Passage to read >>
^^^^^^^^^^^^^^^^
A Place To Call Home
The basic needs are food, clothing, and shelter. They make up the foundation of Maslow’s hierarchy because they’re physiological in nature, their satisfaction can’t be put off past a certain point or it spells certain doom for the biological survival of the organism. This means they have to be taken care of before attention can be paid to the other, we could say higher, human needs like love and belonging, esteem, and self-actualization.
One area where the existential meets the physiological, where the biological and spiritual align, is in the deep human need we all feel, at some level of awareness, to have a place to call home. In the biological sense it’s obvious that shelter from the elements and from predators is essential for survival. Whether the shelter in question is a cave or a mansion is of secondary importance to the concrete protection, and the resulting feelings of security, that this shelter provides. But in the spiritual sense we all desperately want a place to call home for a reason that is not necessarily available to conscious awareness but is every bit as real and pressing. This is that we’re all existential vagabonds, doomed to wander the earth without knowing why, brought into the world without our knowledge or blessing and most likely cast out of it in the same way.
As Erich Fromm once put it, humans are the freaks of nature. We’re still dependent on it as biological organisms, like every other biological organism, yet at the same time we’re aware of the fact, we’ve transcended nature and no longer blindly play by its rules, we no longer simply follow our instincts to fulfill our preordained role in the food chain. We create, we plan, we look backwards and forwards across time, we wonder about the cosmos. In the existential sense nature is the home of every biological organism except for us. We’ve been cast out, forced to rely on our ingenuity rather than our instincts in order to make a place for ourselves in the world.
It’s this deep seated feeling of homelessness that, along with the physiological need for shelter, makes having a place to call home so fundamentally important to every human being. It’s why allegiance to blood and soil take precedence over all other loyalty claims, why it doesn’t matter where you’re from, you represent that place and get visibly upset if anyone dares cast dispersions upon it, why you may look upon foreigners with suspicion and distrust, why it’s always one’s own country whose cause is righteous and the other country whose intentions are evil.
All of this narcissism, so damaging to humanity, is propelled by the powerful need to feel at home in a world with a no vacancy sign that never turns off, a world where we’ve been cast out of paradise, out of nature, and into a human environment that often seems meaningless. It’s a world where the ground never truly feels stable below our feet and where we therefore grasp onto any and all available lifelines that promise us some sense of shelter and security, some sense of being at home.
^^^^^^^^^^^^^^^^
Point localization data >>
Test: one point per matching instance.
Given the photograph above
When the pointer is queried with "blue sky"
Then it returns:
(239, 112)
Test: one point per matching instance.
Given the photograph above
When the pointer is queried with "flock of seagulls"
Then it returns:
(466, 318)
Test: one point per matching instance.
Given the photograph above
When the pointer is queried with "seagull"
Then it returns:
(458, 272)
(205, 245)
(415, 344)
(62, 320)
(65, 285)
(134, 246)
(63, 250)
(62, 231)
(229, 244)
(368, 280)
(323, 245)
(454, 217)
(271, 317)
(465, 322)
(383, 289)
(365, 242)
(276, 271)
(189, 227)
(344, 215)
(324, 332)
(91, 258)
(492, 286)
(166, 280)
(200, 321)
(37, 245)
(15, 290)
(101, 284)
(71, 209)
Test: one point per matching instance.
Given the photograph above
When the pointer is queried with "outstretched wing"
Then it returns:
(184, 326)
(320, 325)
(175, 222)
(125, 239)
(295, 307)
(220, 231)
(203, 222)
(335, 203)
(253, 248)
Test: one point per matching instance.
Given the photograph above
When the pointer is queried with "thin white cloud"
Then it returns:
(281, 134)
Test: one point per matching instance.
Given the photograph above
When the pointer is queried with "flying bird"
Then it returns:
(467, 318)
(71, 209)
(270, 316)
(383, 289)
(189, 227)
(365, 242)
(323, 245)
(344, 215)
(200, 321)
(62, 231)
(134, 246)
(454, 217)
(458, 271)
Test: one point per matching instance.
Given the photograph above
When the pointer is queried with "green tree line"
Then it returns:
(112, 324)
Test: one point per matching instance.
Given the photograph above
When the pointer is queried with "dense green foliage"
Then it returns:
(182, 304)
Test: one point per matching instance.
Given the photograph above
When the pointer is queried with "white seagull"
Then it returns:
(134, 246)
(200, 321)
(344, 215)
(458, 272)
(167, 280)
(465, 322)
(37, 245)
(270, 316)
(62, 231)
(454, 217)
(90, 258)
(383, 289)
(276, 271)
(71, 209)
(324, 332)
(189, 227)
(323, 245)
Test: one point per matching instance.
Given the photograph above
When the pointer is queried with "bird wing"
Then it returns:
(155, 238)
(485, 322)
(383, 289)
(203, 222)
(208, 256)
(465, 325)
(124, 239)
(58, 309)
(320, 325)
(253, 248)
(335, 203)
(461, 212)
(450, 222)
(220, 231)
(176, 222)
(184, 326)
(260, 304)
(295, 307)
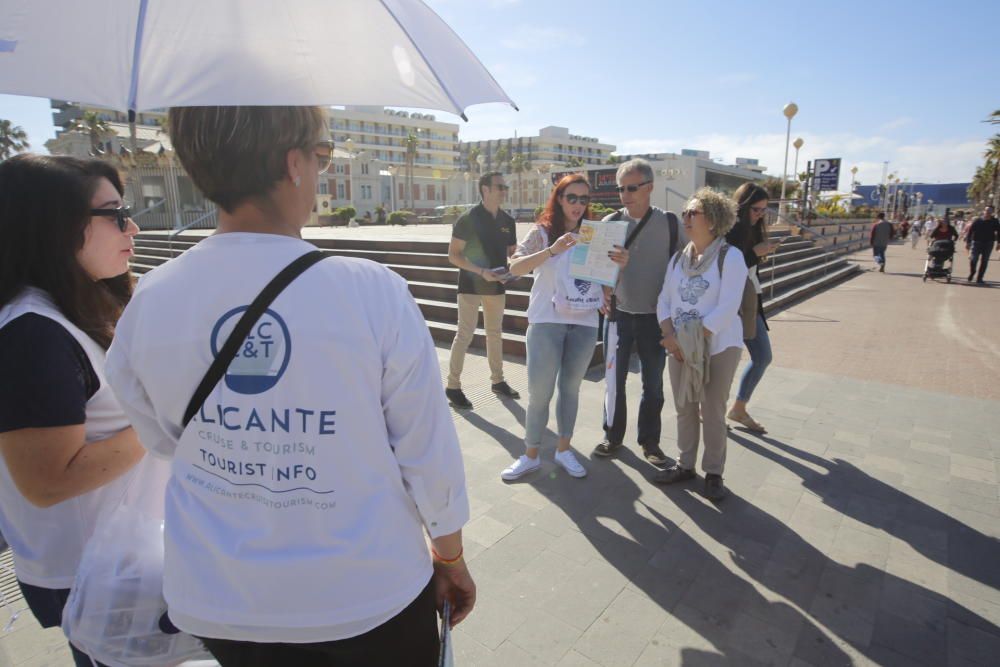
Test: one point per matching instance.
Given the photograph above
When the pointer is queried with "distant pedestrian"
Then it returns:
(750, 237)
(915, 230)
(481, 241)
(654, 235)
(562, 324)
(698, 309)
(983, 236)
(878, 238)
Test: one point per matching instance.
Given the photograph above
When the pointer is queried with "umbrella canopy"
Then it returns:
(140, 55)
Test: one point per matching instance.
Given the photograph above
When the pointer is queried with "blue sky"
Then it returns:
(907, 82)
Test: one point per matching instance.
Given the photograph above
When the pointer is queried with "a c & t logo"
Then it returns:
(262, 357)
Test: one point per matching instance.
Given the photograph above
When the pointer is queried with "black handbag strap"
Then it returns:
(242, 329)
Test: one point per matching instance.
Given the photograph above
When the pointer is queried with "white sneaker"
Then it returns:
(520, 468)
(568, 461)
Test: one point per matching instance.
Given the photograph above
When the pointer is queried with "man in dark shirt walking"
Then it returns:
(481, 241)
(982, 237)
(879, 237)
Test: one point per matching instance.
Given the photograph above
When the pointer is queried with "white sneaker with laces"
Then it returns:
(520, 468)
(569, 463)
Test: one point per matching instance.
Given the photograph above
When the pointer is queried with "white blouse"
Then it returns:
(711, 298)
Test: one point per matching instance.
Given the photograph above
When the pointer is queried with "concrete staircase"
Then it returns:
(800, 268)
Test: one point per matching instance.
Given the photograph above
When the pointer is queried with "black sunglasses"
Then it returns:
(631, 188)
(122, 215)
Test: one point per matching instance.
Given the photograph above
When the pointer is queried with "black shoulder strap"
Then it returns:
(250, 317)
(673, 224)
(637, 228)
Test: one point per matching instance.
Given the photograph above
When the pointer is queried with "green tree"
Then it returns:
(94, 126)
(13, 139)
(411, 142)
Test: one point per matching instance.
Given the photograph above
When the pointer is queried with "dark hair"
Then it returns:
(44, 212)
(486, 180)
(552, 219)
(235, 154)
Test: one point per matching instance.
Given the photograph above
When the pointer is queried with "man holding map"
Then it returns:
(654, 235)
^^^^^^^^^^^^^^^^
Exercise prompt >>
Translate this sentence from the essay on home into Spanish: "We create, we plan, we look backwards and forwards across time, we wonder about the cosmos." Work from the essay on home alone.

Written response >>
Creamos, planificamos, miramos hacia atrás y hacia adelante a través del tiempo, nos preguntamos sobre el cosmos.